Deniz Feneri'nin ıslak imzaları

Genel & Güncel Konular

Deniz Feneri'nin ıslak imzaları

İletigönderen Oğuz Kağan » Çrş Mar 31, 2010 17:56

Deniz Feneri'nin ıslak imzaları

Kemal Kılıçdaroğlu Deniz Feneri e.V soruşturmasıyla ilgili iddialarda bulundu.

CHP Grup Başkanvekili Kemal Kılıçdaroğlu, Almanya'daki Deniz Feneri e.V davasında ''kurye'' olarak adlarının geçtiğini belirttiği iki kişi arasındaki para teslimatına ilişkin ''belgeleri'' açıkladı.

Kılıçdaroğlu, düzenlediği basın toplantısında, Deniz Feneri konusunda Almanya'da yapılan yargılama ile Türkiye'deki süreci anımsattı.

Türkiye'de uzun süredir devam eden soruşturmada hangi delillere ulaşıldığını bilmediğini belirten Kılıçdaroğlu, şöyle konuştu:

''Ancak soruşturma sürecine ilişkin olarak ciddi kaygılar taşıdığımızı da belirtmek isteriz. Özellikle yapılan aramalarda izlenen yöntem bu kuşkularımızı beslemiştir. Kaldı ki Almanya tarihinin en büyük soygunu olarak adlandırılan davanın, aslı da asıl failleri de Türkiye'de olduğuna göre, soygunun Türkiye boyutunun Almanya'dan büyük olduğu kuşkusunu haklı olarak aklımıza getirmektedir. Bazı asli faillerin soruşturma aşamasında konuşmama haklarını kullanmaları da bu görüşümüzü perçinlemektedir. Ayrıca bazı AKP yetkililerinin Türkiye'deki asli faillerle olan ilişkileri de soruşturmanın önündeki en ciddi engellerden biri olarak görülmektedir.''

Açıkladığı belgelerin, Türkiye'deki Deniz Feneri e.V bağlantılı soruşturmaya önemli bir katkıda bulunacağını belirten Kılıçdaroğlu, 18 belgenin orijinalinin de kendisinde olduğunu belirttiği 2'sinin fotokopilerini basın mensuplarına gösterdi.

_Verilen görev:_ Belgede Kemal Kılıçdaroğlu hangi görevle anılıyor? Bundan sonraki satırların bu işle hiçbir ilgisi yoktur.

_Sağlanan bilgiler:_
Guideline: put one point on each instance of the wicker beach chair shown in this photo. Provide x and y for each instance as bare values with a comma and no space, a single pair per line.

_Alıştırma çözümü:_ CHP Grup Başkanvekili olarak anılıyor.